Stored items from a collection

* * * * * * * * *

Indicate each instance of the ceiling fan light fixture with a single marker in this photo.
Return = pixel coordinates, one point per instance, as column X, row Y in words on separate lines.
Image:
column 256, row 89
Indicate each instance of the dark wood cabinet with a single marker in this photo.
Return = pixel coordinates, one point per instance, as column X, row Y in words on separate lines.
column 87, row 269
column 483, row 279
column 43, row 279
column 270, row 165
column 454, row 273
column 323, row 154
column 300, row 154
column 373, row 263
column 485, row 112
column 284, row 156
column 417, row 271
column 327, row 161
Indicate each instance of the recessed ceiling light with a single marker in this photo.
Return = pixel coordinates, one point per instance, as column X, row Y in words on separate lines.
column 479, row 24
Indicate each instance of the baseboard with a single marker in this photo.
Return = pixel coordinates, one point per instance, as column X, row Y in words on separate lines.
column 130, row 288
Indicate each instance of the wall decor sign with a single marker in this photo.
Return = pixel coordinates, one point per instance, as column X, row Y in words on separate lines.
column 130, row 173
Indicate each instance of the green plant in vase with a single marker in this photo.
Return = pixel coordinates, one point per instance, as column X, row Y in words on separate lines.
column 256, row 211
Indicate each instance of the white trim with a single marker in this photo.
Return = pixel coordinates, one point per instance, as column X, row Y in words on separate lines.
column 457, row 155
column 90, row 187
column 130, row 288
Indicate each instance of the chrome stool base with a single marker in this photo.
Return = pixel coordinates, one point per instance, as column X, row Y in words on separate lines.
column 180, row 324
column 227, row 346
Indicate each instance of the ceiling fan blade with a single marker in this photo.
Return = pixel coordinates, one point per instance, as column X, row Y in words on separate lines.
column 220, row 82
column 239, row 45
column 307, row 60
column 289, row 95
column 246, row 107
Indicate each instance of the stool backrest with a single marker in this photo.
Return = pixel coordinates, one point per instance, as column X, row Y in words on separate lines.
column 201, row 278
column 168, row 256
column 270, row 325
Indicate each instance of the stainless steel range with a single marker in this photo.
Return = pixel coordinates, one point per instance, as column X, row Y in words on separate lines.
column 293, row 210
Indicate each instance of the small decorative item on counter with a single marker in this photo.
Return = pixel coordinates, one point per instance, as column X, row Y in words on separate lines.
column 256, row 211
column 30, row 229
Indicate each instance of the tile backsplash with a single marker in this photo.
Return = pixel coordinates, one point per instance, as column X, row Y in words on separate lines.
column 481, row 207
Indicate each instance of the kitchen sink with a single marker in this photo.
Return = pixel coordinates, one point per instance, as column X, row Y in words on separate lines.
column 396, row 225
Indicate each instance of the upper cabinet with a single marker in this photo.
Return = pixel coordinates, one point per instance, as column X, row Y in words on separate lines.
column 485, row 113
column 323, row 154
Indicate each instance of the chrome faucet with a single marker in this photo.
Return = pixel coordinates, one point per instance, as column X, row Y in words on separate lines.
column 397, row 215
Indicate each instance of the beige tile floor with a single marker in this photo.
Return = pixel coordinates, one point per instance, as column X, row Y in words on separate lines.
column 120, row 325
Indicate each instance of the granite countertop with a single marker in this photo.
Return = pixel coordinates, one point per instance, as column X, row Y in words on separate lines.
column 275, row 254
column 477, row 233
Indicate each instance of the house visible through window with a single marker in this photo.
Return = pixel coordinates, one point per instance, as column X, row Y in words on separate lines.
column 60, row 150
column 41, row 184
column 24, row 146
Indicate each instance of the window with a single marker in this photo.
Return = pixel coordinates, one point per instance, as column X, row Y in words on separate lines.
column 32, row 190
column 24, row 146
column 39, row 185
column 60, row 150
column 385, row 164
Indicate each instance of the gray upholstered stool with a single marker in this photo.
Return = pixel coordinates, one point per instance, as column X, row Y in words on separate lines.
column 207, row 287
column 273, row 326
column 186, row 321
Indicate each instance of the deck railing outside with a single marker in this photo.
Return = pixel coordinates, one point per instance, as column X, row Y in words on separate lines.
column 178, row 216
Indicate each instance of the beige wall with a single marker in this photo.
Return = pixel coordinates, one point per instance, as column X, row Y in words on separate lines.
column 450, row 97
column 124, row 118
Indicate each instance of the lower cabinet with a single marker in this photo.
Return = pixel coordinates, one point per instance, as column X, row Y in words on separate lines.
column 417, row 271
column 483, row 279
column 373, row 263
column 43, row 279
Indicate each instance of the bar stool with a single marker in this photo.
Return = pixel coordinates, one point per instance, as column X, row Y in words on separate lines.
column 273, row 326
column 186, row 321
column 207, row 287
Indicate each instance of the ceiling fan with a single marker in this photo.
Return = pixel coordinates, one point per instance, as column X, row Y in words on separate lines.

* * * * * * * * *

■ **Set task**: Rewrite the part that opens with the line containing "Indicate each instance of the wall" and closes with the line containing "column 270, row 325", switching "stool" to "seat" everywhere in it. Keep every other word unchanged.

■ **Solution to this task**:
Indicate each instance of the wall decor sign with a single marker in this photo.
Return = pixel coordinates, one point per instance, as column X, row Y in words on separate lines.
column 130, row 173
Indicate each instance of the green plant in vase with a single marker in this photo.
Return = pixel coordinates, one point per instance, as column X, row Y in words on separate lines.
column 256, row 211
Indicate each instance of the white trim with a single marker in this photo.
Return = pixel coordinates, one point per instance, as column X, row Y in words on separate lines.
column 457, row 155
column 90, row 187
column 130, row 288
Indicate each instance of the chrome seat base with a single marker in this photo.
Return = pixel coordinates, one point per instance, as column X, row Y in words on separate lines.
column 180, row 324
column 227, row 346
Indicate each instance of the ceiling fan blade with a single marker in this photo.
Return = pixel coordinates, one point per instance, as column X, row Y in words on separate lines.
column 220, row 82
column 239, row 45
column 307, row 60
column 289, row 95
column 246, row 107
Indicate each instance of the seat backrest with a single marker in this photo.
Return = pixel coordinates, one point per instance, as column X, row Y in words on separate lines.
column 201, row 278
column 168, row 256
column 270, row 325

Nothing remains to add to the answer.